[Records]
BEGIN

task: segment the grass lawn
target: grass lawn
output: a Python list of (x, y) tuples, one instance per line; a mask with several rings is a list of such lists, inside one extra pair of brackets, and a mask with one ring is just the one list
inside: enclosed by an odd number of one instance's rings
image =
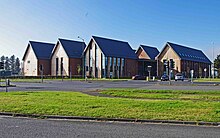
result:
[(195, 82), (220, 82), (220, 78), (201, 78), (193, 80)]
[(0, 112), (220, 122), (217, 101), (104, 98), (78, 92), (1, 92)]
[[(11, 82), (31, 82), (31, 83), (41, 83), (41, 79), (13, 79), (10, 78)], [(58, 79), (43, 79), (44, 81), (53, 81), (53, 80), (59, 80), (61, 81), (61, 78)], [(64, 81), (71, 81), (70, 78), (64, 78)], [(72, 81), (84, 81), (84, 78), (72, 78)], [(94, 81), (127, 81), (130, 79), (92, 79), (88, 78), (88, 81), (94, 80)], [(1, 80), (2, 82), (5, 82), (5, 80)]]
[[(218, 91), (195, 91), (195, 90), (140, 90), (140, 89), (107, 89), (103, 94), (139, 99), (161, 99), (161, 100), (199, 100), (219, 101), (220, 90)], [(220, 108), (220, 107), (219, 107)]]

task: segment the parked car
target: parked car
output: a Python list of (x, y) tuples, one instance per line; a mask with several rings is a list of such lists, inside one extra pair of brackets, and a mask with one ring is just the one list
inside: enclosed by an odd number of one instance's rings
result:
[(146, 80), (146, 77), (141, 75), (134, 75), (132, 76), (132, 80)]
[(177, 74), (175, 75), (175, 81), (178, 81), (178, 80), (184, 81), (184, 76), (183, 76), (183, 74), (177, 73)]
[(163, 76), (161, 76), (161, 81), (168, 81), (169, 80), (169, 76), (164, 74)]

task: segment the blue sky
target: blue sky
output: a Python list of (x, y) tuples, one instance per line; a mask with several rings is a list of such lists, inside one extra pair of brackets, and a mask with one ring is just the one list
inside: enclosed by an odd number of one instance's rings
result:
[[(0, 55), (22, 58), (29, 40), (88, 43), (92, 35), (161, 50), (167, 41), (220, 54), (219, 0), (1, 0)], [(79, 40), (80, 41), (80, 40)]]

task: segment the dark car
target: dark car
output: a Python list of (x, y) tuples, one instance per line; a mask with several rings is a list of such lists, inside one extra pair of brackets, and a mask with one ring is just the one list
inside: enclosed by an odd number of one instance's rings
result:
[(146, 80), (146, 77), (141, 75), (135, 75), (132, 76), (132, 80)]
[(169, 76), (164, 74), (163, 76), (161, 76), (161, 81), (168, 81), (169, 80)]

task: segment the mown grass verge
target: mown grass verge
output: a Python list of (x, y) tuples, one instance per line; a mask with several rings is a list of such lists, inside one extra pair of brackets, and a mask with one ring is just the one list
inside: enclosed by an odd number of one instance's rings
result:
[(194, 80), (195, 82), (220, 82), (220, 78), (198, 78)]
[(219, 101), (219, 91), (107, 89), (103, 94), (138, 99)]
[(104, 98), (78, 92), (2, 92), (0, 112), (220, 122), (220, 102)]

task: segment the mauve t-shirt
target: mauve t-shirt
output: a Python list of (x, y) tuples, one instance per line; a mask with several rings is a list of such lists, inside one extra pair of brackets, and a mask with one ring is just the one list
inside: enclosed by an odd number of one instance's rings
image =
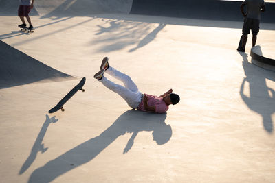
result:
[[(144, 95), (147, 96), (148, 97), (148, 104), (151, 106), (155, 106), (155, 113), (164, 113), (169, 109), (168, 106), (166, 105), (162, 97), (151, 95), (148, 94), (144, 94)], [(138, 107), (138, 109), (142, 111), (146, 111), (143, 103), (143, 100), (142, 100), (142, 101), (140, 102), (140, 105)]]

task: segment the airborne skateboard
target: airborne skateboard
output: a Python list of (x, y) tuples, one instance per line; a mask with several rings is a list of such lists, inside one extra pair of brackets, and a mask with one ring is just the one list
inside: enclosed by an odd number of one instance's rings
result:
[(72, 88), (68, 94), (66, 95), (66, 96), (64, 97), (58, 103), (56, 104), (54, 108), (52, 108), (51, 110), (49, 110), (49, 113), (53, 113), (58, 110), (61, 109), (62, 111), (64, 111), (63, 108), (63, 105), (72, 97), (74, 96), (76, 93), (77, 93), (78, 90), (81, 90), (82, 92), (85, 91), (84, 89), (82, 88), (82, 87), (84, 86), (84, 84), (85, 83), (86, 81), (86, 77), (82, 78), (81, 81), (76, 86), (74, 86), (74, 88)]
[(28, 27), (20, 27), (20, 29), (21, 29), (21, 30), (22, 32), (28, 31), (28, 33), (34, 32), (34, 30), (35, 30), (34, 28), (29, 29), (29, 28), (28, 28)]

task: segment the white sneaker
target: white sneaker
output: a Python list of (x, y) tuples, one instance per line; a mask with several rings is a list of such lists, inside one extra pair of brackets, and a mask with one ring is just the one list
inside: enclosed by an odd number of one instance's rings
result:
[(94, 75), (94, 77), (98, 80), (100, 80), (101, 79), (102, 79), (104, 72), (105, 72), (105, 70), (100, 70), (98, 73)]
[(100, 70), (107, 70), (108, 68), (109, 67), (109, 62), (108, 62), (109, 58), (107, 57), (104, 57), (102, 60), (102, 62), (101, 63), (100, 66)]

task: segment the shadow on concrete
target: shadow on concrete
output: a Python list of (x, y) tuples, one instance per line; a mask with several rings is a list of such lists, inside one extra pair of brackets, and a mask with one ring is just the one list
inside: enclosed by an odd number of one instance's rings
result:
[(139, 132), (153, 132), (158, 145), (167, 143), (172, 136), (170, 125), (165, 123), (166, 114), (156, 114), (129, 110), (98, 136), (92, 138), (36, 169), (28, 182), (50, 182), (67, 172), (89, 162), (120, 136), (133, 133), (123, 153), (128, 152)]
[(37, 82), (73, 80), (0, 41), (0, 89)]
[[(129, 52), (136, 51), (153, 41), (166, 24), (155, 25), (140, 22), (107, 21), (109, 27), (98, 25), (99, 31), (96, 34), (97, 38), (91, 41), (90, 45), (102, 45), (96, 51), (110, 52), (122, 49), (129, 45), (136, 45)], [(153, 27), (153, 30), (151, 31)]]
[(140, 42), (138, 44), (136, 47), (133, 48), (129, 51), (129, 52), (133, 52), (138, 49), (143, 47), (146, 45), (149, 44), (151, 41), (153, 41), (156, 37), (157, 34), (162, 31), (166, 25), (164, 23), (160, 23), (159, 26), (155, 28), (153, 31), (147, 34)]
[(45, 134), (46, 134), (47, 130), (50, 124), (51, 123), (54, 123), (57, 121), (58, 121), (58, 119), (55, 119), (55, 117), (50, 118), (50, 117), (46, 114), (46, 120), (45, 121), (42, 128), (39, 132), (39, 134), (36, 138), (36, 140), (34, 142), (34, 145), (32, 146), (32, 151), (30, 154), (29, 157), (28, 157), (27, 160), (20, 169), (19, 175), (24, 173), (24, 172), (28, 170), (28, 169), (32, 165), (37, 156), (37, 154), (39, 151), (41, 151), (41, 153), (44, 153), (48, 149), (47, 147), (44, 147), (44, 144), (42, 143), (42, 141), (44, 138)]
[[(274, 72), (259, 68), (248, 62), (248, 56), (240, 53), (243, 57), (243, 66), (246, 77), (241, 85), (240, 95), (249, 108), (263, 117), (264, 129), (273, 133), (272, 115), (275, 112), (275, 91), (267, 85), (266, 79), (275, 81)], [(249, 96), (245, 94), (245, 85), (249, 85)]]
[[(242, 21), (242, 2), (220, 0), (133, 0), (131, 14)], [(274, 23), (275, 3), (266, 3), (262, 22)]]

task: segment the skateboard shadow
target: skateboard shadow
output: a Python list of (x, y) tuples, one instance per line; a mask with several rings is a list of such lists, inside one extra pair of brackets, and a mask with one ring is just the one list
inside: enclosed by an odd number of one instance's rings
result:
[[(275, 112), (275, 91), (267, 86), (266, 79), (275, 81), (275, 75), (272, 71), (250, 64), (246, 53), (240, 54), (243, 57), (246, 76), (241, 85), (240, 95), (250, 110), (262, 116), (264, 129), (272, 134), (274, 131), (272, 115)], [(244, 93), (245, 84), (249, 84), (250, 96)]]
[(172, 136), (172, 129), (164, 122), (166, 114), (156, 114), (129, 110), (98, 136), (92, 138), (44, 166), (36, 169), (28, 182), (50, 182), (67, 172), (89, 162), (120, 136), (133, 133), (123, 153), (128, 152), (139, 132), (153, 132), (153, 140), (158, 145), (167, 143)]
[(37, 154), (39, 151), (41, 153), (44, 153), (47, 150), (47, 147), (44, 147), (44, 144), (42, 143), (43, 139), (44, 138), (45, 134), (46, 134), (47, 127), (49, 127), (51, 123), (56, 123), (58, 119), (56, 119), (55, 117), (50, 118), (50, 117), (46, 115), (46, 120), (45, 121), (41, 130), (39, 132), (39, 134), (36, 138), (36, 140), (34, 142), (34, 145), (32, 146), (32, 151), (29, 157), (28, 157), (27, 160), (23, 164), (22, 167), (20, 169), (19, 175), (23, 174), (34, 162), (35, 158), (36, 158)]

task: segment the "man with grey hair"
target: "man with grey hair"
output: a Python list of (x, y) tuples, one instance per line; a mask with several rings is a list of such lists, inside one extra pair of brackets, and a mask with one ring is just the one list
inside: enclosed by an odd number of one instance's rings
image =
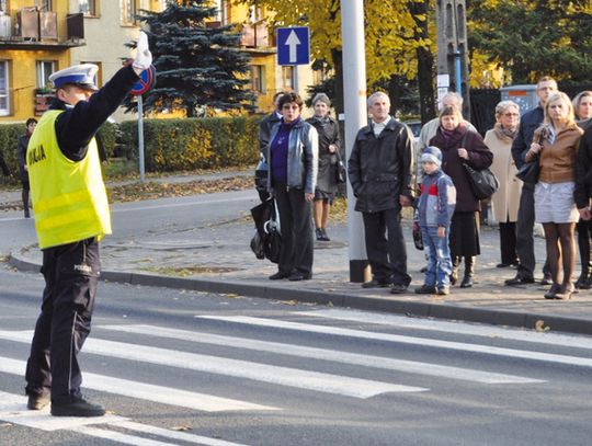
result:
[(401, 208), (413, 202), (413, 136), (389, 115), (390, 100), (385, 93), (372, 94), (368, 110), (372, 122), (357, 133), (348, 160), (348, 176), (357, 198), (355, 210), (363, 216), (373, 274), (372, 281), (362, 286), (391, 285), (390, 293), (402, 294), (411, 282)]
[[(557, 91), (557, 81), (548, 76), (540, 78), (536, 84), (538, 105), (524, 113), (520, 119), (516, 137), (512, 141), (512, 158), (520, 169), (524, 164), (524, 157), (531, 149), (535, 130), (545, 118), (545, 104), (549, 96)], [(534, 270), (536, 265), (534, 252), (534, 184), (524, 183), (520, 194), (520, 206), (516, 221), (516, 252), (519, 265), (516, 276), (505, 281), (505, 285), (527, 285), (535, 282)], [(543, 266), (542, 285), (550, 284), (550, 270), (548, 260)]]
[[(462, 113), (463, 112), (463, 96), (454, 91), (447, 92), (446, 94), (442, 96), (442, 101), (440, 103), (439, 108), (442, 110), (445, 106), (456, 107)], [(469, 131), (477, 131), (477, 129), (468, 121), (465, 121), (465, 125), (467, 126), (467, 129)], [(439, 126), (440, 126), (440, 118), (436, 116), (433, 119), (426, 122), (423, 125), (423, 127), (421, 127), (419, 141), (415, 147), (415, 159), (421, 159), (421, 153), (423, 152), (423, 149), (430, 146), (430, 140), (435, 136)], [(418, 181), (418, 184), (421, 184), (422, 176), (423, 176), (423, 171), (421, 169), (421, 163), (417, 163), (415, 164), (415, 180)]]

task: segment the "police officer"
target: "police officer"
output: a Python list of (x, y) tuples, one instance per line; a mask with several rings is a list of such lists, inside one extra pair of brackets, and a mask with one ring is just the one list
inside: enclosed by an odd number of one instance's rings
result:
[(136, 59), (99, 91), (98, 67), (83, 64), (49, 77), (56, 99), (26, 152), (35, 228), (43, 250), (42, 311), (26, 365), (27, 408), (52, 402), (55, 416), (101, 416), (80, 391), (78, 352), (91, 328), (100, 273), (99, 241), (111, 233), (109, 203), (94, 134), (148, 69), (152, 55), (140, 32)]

END

Count the lines in the records above that contain the string "concrete", treating uppercase and lowercase as different, and give only that number.

REPLY: 2